- _Work instructions_
Starting at the line that has "query | black shoe" and running through the end of the records, write those lines out again with "put a dot on" swapped for "mark" and nothing else altered.

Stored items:
= = =
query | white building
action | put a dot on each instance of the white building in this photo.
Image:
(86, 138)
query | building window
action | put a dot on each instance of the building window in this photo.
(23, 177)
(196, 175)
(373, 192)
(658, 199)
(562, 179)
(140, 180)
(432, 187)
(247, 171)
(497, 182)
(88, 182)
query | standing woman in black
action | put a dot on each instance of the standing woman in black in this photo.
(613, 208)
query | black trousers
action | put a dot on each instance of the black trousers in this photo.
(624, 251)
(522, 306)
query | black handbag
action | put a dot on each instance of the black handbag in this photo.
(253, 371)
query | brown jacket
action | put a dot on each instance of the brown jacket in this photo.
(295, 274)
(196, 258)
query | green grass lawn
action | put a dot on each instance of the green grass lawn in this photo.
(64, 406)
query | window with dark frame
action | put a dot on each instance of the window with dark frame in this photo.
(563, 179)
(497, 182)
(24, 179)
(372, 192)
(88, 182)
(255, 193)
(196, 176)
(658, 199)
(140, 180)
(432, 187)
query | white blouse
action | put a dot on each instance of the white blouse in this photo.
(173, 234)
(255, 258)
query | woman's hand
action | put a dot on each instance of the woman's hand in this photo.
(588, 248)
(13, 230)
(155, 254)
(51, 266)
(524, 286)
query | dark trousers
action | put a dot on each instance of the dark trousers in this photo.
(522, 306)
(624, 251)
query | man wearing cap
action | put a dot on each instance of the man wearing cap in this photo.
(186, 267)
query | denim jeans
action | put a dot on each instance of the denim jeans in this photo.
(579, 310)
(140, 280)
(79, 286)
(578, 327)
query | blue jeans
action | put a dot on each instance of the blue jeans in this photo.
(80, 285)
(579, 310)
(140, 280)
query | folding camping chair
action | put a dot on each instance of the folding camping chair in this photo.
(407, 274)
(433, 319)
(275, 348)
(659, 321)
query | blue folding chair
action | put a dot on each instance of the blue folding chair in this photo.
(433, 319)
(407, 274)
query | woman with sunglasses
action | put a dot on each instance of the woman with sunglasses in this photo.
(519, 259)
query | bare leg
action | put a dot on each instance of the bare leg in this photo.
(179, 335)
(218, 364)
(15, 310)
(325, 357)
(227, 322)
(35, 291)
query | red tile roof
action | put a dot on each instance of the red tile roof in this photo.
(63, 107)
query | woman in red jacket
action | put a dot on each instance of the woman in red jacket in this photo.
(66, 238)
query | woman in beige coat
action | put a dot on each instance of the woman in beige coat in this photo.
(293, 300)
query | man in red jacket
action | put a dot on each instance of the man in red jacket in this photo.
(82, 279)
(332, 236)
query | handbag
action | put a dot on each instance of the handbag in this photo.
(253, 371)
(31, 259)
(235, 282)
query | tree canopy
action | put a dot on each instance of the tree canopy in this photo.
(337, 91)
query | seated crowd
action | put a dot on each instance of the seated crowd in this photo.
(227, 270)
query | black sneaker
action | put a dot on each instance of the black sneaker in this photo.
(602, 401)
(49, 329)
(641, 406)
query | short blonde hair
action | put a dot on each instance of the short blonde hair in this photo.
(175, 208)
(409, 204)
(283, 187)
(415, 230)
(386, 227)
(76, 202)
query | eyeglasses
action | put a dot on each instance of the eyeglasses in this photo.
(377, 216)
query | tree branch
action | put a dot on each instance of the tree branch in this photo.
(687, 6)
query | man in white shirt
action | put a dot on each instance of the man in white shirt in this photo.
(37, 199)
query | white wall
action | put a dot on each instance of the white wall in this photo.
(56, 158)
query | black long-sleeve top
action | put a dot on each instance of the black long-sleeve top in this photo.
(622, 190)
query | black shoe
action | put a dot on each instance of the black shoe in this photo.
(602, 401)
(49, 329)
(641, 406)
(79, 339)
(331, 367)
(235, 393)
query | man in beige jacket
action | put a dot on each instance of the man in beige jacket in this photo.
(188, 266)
= = =
- _Final result_
query | black shoe
action | mark each instance of the black shoe in this photo.
(602, 401)
(49, 329)
(641, 406)
(79, 339)
(331, 367)
(235, 393)
query | man in beige jacket
action | mark each instance of the man in beige jacket in this photo.
(188, 266)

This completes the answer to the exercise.